• [Document excerpt]
____
Like You: E Shane Lee
In 2006 I begin to feel my body changing. While not knowing what was happening or what to expect, I headed to the doctor for a physical. The first doctor I visited could not find anything but an inflamed liver. The doctor prescribed medication for me, however from that point on I still felt less well than before. In 2011, while residing in Nashville, TN I sensed that my pain level was worsening and weakness began to set in. The doctor at that time did a full blood panel. After reviewing the bloodwork, they called and stated that I needed to go to the hospital right away. The doctor continued stating that I was not going to make it due to the test results that showed my liver was inflamed. I was sent to the emergency room right away. However, going to the ER was a waste of time.
Fast forward to 2012, I now reside in Indianapolis, IN. At that point I knew that something was wrong. During this time, climbing stairs was a major task, I would fall often, I could barely get up whenever I sat down, and I was losing weight to a point my clothes looked too big. When we moved into a new home, I felt bad because I could not lift anything over 15 lbs without feeling pain in my arms and legs. The day I knew that it was time to seek medical attention is when I felt continuous pain in my fingers, wrist, elbows, shoulders, back, hips, knees, ankles, and feet. My body was truly shutting down and I just could not understand why. Being a man who should feel like the provider for his family was not my reality. I felt weak. I had to put pride aside and listen to my family and go to the doctor. So I scheduled an appointment with my primary doctor. After going to my primary doctor, she stated that something was truly wrong. She sent me to the cancer center for tests and evaluation. They ran every blood test that my body would allow them on that day. They even called me back later that week to do a bone marrow test. The bone marrow test was the worst test that I ever encountered in my life.
____
• [Dataset extract]
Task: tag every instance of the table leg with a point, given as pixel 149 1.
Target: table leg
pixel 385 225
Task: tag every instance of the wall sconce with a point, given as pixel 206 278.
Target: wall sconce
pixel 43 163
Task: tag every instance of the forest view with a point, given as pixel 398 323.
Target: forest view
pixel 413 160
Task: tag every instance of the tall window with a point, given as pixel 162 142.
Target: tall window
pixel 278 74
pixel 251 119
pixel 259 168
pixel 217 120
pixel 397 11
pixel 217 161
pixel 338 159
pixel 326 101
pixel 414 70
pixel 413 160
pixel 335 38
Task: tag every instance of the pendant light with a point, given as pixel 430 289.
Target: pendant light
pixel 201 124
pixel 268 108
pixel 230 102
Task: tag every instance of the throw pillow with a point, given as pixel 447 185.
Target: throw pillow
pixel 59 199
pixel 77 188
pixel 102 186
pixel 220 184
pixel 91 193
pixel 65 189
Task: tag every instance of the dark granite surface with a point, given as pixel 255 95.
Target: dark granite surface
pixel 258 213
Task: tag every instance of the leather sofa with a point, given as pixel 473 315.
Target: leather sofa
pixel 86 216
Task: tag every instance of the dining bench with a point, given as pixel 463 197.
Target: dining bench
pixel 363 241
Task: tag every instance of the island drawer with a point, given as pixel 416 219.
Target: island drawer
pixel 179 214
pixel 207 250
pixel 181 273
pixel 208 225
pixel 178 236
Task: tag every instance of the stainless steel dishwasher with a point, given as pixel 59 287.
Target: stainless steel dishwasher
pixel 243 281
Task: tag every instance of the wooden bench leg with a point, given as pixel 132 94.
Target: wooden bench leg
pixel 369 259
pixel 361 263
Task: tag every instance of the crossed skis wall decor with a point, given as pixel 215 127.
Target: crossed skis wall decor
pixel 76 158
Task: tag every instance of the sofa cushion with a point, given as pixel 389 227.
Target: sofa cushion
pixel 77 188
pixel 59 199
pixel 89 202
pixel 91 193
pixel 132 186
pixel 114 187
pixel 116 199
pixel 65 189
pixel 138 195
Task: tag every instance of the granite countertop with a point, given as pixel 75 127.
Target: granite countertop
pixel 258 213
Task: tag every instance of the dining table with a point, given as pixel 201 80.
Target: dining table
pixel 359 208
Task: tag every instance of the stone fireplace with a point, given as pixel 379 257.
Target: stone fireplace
____
• [Brief A] From the account of E Shane Lee's illness, write out the passage between "Like You: E" and "waste of time.", inclusive.
• [Brief B] In the account of E Shane Lee's illness, what was the only thing the first doctor could find?
Rely only on the account itself, not on the entries.

• [Result A]
Like You: E Shane Lee
In 2006 I begin to feel my body changing. While not knowing what was happening or what to expect, I headed to the doctor for a physical. The first doctor I visited could not find anything but an inflamed liver. The doctor prescribed medication for me, however from that point on I still felt less well than before. In 2011, while residing in Nashville, TN I sensed that my pain level was worsening and weakness began to set in. The doctor at that time did a full blood panel. After reviewing the bloodwork, they called and stated that I needed to go to the hospital right away. The doctor continued stating that I was not going to make it due to the test results that showed my liver was inflamed. I was sent to the emergency room right away. However, going to the ER was a waste of time.

• [Result B] An inflamed liver.